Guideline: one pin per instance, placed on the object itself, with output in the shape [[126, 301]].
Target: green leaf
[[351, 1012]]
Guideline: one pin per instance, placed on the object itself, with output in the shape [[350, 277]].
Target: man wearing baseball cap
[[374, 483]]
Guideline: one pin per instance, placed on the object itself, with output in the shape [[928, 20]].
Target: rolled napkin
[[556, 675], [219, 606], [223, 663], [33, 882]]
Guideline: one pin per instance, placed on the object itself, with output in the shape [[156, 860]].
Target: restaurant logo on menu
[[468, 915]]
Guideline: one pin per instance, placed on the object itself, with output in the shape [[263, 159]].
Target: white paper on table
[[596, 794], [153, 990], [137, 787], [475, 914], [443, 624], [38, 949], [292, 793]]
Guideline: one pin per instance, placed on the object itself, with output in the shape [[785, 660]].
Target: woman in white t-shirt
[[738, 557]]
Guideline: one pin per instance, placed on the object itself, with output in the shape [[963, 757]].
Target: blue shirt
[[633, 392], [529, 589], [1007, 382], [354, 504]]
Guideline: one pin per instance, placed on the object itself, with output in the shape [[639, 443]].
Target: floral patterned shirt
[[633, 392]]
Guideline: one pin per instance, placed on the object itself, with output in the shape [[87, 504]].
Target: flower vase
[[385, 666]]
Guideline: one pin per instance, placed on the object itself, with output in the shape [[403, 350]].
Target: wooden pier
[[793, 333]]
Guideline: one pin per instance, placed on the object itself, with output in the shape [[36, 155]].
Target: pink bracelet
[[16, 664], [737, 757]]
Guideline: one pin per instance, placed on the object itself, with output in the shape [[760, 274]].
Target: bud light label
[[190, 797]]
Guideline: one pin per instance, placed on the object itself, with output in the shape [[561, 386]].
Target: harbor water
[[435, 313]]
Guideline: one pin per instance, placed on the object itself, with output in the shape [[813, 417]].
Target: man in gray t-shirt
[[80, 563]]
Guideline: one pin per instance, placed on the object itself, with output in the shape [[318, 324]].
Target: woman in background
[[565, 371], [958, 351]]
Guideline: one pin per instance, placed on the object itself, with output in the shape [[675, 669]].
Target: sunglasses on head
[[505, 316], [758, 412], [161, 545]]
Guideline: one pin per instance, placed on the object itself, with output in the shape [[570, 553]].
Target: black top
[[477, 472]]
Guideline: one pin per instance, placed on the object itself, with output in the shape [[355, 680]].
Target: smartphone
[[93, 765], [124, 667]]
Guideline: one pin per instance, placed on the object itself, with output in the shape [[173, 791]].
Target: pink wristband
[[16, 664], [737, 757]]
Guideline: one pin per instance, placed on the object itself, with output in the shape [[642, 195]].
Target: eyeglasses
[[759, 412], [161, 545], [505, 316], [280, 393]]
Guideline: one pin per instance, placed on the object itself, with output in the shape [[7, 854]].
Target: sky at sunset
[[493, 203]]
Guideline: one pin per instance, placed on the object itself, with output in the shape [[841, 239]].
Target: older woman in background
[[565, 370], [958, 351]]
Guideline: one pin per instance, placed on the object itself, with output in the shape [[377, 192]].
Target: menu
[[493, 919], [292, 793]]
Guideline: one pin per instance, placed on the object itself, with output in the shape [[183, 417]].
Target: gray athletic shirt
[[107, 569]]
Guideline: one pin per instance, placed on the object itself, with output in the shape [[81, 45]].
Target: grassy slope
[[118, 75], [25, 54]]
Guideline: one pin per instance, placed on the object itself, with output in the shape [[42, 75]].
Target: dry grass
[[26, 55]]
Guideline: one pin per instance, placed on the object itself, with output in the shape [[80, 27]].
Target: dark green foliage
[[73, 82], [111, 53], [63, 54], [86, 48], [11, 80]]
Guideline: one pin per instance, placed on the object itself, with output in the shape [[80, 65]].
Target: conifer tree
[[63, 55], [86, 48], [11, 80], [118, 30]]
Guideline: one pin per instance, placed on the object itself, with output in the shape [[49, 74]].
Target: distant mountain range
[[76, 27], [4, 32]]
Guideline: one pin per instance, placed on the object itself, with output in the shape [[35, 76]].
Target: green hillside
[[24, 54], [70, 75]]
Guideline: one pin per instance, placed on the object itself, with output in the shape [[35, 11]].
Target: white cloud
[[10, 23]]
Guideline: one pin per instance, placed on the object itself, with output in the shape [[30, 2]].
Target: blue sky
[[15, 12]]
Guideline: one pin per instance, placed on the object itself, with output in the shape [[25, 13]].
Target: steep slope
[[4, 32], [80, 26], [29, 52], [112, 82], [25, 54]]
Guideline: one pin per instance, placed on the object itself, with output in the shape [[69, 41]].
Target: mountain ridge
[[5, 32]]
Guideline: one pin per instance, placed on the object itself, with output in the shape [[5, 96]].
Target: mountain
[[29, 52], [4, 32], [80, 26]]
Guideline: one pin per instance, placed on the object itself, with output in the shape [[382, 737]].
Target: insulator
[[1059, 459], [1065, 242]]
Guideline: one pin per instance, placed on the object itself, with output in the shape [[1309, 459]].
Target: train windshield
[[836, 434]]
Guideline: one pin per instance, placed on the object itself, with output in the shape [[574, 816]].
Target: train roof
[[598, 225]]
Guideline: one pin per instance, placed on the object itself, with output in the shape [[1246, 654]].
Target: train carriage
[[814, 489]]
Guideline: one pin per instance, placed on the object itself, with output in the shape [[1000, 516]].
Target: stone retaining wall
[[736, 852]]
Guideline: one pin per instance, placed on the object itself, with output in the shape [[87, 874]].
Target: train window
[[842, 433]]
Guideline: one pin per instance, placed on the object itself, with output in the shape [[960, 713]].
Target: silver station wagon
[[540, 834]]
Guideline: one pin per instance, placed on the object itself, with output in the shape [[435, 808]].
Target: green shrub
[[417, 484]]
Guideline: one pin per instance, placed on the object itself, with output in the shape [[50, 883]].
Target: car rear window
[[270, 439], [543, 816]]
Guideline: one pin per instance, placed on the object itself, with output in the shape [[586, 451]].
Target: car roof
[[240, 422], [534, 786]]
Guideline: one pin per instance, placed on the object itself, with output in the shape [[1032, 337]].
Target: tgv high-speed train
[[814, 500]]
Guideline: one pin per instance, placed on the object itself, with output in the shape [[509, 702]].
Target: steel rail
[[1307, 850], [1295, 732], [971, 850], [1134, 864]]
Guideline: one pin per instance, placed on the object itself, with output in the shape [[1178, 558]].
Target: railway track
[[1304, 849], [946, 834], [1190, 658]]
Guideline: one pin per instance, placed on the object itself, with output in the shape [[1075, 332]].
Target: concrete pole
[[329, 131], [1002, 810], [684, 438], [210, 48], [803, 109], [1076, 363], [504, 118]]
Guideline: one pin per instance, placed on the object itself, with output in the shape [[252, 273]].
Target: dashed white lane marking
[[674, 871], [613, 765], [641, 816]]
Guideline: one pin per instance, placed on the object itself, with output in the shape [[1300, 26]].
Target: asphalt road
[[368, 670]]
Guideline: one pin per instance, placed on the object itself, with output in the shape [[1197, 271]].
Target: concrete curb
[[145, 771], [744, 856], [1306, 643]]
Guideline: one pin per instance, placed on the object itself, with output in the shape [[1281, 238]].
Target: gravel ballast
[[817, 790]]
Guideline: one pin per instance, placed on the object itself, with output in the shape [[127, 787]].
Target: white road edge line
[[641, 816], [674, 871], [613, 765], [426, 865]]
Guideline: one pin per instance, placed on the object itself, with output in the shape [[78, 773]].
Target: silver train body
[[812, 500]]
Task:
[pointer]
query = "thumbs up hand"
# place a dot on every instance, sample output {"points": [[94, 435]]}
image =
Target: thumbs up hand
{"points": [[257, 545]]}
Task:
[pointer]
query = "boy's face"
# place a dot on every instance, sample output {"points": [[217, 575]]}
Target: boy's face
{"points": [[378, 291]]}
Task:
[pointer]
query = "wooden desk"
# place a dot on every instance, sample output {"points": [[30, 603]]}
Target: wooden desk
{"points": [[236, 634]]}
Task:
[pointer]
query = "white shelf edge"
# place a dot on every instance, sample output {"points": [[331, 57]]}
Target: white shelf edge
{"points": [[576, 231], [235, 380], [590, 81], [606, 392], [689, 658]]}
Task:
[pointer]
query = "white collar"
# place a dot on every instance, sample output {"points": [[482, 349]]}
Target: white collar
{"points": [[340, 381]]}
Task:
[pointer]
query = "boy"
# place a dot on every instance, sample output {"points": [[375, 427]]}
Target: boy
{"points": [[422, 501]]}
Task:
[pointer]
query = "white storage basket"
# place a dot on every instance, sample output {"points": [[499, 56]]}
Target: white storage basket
===
▶ [Assignment]:
Tally the lines that hold the word "query" in the listing, and give the tally with nothing else.

▶ [Exercise answer]:
7